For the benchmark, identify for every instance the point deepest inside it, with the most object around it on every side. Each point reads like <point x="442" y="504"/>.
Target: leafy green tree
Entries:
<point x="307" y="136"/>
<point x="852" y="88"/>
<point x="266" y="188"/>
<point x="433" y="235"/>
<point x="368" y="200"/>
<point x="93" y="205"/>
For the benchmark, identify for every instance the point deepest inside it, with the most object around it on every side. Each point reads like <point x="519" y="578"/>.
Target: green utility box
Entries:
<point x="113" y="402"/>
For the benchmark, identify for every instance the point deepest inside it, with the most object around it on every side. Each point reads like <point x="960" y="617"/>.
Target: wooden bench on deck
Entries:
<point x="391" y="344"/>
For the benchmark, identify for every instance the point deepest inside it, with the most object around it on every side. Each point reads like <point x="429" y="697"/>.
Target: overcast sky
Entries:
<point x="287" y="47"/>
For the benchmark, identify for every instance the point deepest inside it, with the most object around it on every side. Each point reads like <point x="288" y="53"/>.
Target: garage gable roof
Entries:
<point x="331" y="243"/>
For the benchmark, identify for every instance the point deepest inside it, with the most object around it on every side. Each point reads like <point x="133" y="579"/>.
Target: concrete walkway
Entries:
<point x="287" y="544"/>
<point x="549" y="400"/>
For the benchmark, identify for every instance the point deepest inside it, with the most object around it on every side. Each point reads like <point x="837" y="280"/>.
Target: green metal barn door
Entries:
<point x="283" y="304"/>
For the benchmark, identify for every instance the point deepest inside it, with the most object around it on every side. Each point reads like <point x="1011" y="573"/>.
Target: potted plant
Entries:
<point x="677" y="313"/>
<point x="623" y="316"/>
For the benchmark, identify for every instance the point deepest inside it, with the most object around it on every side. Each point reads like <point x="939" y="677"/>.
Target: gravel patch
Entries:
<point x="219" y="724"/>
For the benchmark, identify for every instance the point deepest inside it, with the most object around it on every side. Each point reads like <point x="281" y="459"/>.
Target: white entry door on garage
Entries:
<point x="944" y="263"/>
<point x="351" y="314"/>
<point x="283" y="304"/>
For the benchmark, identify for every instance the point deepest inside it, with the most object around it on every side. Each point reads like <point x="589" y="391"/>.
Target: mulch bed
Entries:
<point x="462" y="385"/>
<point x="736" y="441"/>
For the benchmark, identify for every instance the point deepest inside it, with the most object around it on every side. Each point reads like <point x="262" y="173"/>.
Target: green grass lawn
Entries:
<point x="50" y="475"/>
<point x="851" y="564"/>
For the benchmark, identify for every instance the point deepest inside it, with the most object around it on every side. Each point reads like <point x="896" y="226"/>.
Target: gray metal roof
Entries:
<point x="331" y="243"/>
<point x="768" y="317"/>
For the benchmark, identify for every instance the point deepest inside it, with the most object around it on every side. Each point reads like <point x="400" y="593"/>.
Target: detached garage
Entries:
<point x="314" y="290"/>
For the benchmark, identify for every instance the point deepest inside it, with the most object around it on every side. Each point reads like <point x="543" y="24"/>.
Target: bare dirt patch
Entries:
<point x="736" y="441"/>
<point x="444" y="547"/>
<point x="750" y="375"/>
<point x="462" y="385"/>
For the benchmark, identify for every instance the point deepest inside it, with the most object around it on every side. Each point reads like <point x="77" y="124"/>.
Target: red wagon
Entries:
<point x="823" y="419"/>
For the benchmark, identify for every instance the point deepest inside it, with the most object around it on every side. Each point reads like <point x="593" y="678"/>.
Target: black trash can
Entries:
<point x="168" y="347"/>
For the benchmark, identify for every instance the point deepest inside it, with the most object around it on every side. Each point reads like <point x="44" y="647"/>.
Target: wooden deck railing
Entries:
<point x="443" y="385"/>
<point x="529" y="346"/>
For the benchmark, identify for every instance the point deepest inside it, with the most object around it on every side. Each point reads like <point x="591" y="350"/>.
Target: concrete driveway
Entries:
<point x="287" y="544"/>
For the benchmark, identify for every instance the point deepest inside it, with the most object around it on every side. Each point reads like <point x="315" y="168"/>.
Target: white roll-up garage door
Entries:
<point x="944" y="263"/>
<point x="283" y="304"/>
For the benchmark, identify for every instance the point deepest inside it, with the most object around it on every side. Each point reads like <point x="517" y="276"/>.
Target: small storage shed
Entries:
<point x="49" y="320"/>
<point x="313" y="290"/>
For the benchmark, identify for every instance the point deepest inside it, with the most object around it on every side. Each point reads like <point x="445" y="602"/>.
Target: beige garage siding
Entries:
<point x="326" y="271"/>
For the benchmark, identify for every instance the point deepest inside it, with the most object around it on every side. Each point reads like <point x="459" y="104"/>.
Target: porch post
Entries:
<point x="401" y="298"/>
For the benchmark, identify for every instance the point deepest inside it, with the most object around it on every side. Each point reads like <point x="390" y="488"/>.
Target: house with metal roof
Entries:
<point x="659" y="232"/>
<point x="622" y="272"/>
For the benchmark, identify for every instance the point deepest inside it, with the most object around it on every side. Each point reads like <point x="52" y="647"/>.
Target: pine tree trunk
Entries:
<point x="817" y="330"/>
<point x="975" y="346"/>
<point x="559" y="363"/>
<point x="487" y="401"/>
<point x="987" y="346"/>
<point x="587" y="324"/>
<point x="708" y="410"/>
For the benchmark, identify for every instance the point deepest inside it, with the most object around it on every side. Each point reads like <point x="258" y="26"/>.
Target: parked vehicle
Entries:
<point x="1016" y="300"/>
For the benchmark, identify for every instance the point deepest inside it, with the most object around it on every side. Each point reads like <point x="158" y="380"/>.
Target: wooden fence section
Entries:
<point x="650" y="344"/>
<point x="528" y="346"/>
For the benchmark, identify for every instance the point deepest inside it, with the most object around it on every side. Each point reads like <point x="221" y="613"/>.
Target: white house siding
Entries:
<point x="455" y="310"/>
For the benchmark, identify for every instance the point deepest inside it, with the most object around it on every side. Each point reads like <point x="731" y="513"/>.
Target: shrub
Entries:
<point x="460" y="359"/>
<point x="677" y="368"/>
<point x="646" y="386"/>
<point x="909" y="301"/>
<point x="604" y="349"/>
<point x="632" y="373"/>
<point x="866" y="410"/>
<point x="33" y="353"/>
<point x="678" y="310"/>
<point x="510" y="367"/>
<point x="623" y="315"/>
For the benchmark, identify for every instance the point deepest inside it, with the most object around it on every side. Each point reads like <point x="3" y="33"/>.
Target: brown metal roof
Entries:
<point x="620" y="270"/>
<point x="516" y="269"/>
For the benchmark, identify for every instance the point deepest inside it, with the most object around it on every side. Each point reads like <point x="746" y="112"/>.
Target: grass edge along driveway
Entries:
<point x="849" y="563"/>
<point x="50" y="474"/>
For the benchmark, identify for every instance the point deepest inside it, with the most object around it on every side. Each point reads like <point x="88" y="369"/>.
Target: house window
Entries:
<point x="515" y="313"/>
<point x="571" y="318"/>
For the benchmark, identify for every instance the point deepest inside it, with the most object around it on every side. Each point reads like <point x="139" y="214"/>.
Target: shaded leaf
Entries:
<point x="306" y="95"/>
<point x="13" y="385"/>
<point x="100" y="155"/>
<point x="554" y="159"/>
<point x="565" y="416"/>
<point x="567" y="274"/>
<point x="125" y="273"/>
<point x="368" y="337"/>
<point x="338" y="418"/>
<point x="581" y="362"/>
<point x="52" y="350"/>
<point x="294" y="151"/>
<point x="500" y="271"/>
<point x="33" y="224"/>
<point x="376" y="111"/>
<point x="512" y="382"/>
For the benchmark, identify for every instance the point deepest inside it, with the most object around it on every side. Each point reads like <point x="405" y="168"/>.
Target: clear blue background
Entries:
============================================================
[Your goal] Extract every line from the items above that contains the string "wooden".

[Task output]
Target: wooden bench on deck
Target: wooden deck railing
Target: wooden fence section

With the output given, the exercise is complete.